Les professionnels de la santé manquent de temps et de moyens
Le rapport révèle que la vingtaine de professionnels de la santé participant au projet estime n’avoir ni les connaissances, ni les ressources, ni le temps pour accompagner les patientes et patients dans ces démarches pendant la consultation. Toutes et tous pointent du doigt le financement inexistant. Leur inscription est jugée trop complexe, trop longue et non adaptée pour un outil numérique. Par exemple, le code envoyé à l’institution médicale par courrier leur est parvenu parfois trois semaines après la création de l’eID.
Ils relèvent également la difficulté technique d’intégrer le DEP à leur propre système informatique et font face à de nombreux bugs techniques. Enfin, le rapport révèle le manque de communication sur le DEP avec un détail sidérant: au CHUV, sur 25 chefs de clinique, seuls deux avaient entendu parler du DEP.

CONSIGNE:
Mettez à jour le texte sur le DEP : recopiez-en le passage allant de « Les professionnels de » jusqu'à « création de l’eID. » inclus, en remplaçant « vingtaine » par « trentaine ».

DONNÉES FOURNIES:
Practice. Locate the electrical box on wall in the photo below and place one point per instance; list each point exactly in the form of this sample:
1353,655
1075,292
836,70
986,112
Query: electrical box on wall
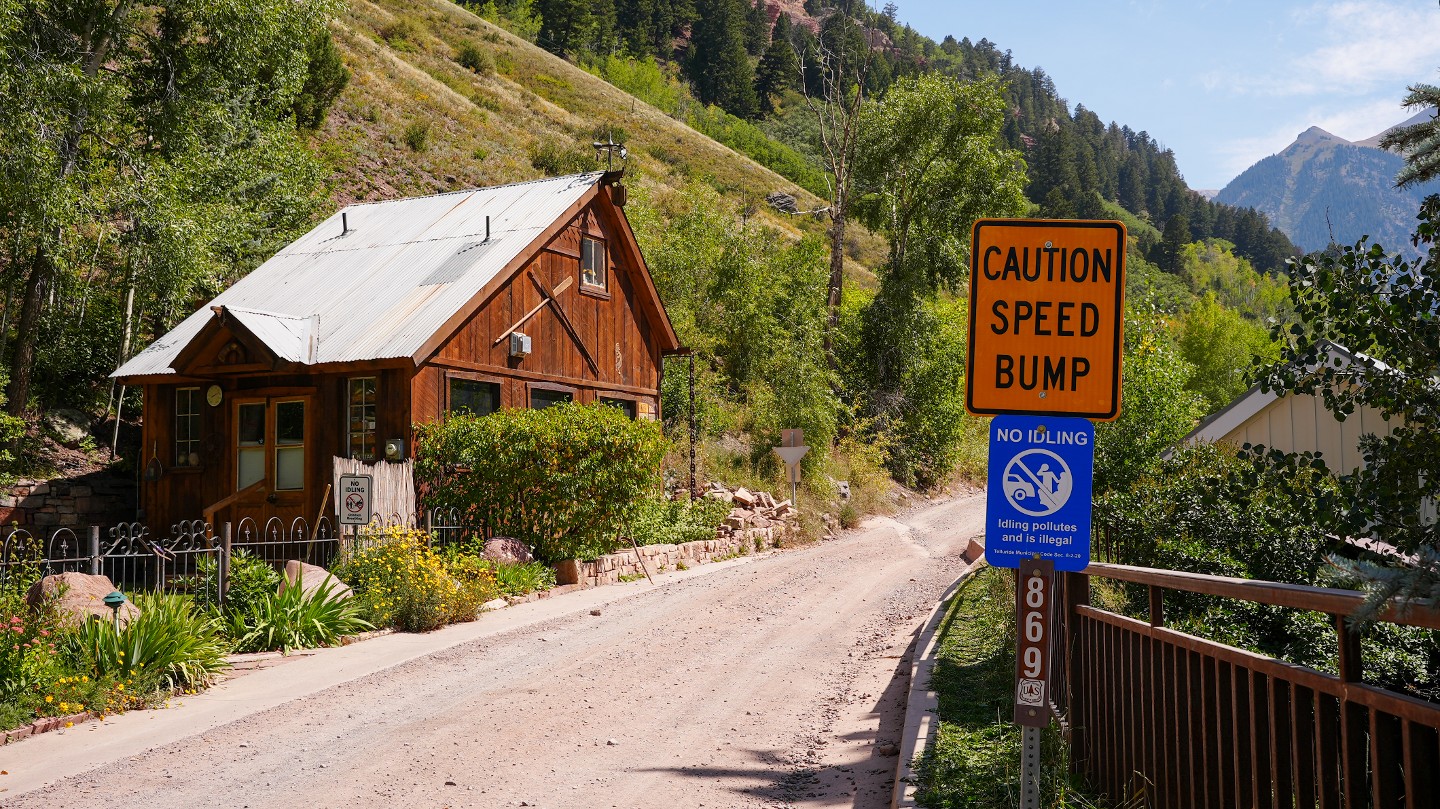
395,449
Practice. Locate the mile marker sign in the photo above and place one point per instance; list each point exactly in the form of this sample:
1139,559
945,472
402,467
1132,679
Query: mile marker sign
1047,318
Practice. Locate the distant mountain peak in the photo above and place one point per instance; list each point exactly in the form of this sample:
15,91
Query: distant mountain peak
1316,136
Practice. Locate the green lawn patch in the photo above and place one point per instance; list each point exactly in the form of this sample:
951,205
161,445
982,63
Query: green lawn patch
974,760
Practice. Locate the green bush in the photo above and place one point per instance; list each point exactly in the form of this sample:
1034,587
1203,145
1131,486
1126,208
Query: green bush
170,645
523,579
418,136
402,582
252,580
660,521
294,619
562,480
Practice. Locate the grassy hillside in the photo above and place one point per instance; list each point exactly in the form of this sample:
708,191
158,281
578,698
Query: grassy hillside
415,120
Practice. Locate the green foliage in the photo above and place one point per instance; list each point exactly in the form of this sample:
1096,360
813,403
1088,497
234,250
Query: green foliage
750,141
1213,267
401,582
658,521
1223,347
475,58
928,166
558,160
157,157
562,480
750,304
523,579
716,62
170,645
1420,143
418,136
1157,409
974,762
294,619
1381,313
326,78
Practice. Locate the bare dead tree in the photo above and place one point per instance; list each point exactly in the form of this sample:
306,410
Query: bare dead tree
841,75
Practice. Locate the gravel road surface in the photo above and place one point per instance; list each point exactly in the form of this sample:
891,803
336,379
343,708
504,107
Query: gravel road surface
775,683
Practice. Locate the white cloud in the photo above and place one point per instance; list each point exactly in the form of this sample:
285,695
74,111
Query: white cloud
1351,48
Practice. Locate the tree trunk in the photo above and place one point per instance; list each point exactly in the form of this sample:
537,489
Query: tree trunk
26,334
837,278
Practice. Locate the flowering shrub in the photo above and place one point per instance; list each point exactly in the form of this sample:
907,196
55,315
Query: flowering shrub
401,582
170,647
562,480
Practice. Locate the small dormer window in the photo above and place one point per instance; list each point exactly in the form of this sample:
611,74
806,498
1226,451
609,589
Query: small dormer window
592,262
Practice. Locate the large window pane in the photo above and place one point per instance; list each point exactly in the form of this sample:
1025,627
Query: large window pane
252,425
540,398
252,468
290,468
290,423
474,396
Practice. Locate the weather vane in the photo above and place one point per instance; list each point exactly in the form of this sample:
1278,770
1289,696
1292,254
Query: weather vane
609,148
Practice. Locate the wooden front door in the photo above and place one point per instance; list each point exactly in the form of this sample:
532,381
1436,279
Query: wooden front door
271,448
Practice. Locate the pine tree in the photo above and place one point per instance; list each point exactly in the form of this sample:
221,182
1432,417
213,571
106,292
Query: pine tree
778,68
756,28
717,64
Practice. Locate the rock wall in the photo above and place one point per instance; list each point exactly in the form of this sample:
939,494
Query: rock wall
611,567
100,498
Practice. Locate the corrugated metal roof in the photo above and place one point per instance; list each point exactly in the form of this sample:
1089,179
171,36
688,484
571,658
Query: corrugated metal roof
382,288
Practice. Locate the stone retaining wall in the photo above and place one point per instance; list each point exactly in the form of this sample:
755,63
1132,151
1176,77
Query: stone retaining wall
611,567
100,498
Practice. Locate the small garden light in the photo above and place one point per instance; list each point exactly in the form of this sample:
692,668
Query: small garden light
114,600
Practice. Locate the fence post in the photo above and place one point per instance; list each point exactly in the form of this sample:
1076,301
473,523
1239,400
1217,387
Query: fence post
1076,595
223,569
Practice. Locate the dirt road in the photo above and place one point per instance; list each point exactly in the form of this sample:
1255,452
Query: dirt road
778,683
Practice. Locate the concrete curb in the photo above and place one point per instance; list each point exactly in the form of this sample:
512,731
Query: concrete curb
922,708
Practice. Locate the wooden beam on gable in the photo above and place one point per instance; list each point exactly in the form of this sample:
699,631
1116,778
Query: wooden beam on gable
437,340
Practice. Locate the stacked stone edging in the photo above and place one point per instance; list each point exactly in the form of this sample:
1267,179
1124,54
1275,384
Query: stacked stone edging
101,498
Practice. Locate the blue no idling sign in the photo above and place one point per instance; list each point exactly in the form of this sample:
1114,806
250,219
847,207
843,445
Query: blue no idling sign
1041,480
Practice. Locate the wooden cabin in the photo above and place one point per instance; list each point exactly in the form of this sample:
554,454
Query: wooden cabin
385,315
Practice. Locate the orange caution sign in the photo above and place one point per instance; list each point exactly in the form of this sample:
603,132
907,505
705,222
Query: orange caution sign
1047,318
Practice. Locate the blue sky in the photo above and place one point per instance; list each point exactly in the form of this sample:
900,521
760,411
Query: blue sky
1223,82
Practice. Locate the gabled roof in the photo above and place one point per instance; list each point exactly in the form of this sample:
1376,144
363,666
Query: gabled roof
378,281
1221,423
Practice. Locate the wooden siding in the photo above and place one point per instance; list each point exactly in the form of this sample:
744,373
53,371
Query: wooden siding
612,326
1301,423
186,493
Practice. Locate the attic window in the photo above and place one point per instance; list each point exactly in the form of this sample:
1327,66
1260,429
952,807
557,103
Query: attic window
592,262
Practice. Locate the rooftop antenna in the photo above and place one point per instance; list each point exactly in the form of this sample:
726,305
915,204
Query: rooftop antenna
609,148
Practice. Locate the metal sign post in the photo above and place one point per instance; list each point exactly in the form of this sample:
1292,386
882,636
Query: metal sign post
1034,589
1041,474
1046,341
356,504
792,451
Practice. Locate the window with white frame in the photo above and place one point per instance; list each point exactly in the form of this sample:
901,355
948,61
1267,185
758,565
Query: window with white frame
592,262
360,418
187,426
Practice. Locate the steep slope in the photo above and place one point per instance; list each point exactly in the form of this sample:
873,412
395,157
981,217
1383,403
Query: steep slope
1322,187
415,120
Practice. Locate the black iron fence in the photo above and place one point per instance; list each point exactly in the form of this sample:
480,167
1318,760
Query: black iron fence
195,552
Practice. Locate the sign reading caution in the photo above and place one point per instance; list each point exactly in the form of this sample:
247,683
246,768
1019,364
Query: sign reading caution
1047,318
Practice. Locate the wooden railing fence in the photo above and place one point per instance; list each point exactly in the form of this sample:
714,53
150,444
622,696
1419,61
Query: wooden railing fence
1194,723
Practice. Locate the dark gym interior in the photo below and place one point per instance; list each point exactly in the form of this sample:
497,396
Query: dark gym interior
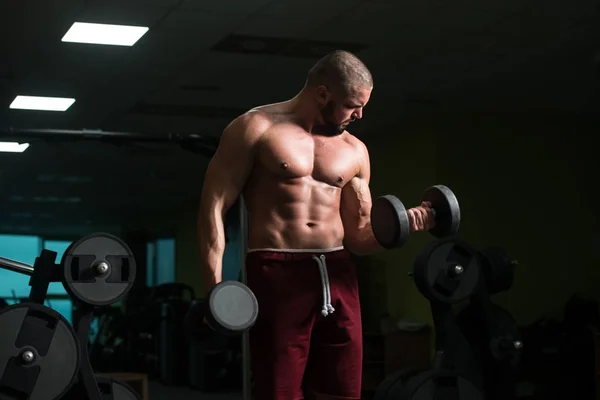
497,100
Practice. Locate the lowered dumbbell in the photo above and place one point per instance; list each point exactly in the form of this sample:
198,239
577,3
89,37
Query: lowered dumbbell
391,225
229,309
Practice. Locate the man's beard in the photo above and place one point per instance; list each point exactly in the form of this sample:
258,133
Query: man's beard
329,128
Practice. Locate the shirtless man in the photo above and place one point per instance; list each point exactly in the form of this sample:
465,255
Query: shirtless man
305,182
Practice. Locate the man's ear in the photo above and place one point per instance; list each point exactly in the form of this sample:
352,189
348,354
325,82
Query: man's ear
323,94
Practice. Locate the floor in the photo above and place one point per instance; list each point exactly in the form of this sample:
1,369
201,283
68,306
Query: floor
160,392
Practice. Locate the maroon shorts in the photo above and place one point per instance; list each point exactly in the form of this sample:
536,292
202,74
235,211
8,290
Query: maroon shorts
292,343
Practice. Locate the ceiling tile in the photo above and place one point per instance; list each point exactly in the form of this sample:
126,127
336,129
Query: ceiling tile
262,25
310,9
235,6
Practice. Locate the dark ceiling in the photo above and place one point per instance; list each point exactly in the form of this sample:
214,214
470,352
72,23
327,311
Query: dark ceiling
203,62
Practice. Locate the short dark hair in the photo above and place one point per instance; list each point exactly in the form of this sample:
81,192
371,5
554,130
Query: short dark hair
340,70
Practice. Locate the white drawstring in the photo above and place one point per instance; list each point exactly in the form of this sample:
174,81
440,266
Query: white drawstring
327,307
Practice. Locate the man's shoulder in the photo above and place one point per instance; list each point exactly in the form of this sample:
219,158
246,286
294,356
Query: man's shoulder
356,143
251,124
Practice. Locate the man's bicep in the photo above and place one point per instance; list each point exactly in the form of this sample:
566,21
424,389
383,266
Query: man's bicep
356,205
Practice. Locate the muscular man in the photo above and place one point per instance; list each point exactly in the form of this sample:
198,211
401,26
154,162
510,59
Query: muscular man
305,182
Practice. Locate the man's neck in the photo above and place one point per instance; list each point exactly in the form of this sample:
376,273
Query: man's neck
305,111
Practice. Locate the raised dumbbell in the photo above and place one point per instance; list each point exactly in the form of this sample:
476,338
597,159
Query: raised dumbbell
390,223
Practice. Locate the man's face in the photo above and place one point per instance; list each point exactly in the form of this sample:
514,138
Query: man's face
337,112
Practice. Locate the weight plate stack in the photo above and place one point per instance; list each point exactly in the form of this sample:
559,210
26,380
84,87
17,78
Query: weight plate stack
98,269
39,353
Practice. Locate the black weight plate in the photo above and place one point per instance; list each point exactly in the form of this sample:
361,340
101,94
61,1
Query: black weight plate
111,389
437,275
498,269
231,308
52,344
447,210
437,384
389,221
80,268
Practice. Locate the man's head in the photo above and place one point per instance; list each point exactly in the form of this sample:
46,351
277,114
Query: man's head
341,85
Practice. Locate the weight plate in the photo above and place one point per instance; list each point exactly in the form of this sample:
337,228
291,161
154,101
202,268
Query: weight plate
437,384
39,353
98,269
498,268
447,210
111,389
446,270
231,308
389,222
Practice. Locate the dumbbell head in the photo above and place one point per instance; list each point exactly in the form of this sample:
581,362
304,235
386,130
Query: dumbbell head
230,309
446,210
389,221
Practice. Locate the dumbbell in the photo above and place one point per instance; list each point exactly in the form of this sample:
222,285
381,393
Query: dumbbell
390,223
230,308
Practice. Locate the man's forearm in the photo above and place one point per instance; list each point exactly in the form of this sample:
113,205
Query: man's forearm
363,242
211,243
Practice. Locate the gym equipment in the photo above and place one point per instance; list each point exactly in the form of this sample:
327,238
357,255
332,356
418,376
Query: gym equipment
500,339
111,389
390,222
41,355
98,269
230,309
427,384
447,270
490,329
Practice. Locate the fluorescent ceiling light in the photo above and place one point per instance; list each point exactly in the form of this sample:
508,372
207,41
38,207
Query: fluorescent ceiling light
41,103
115,35
13,147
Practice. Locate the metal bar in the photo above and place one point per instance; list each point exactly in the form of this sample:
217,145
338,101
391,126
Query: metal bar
205,145
16,266
246,371
96,134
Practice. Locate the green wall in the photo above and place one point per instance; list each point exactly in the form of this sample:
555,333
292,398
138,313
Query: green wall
524,181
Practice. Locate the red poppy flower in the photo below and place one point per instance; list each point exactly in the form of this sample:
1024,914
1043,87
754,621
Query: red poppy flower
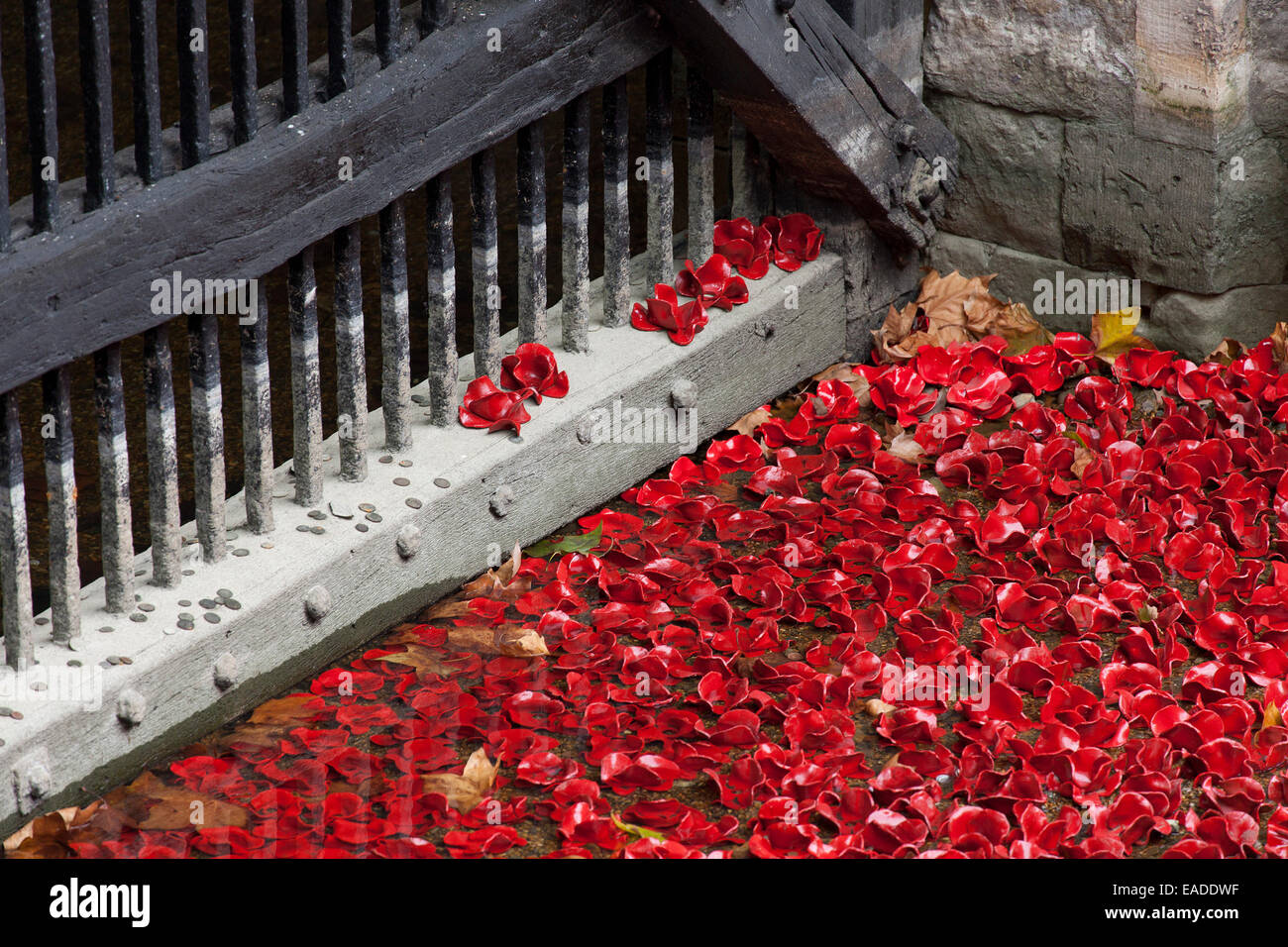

RÉPONSE:
Les professionnels de la santé manquent de temps et de moyens
Le rapport révèle que la trentaine de professionnels de la santé participant au projet estime n’avoir ni les connaissances, ni les ressources, ni le temps pour accompagner les patientes et patients dans ces démarches pendant la consultation. Toutes et tous pointent du doigt le financement inexistant. Leur inscription est jugée trop complexe, trop longue et non adaptée pour un outil numérique. Par exemple, le code envoyé à l’institution médicale par courrier leur est parvenu parfois trois semaines après la création de l’eID.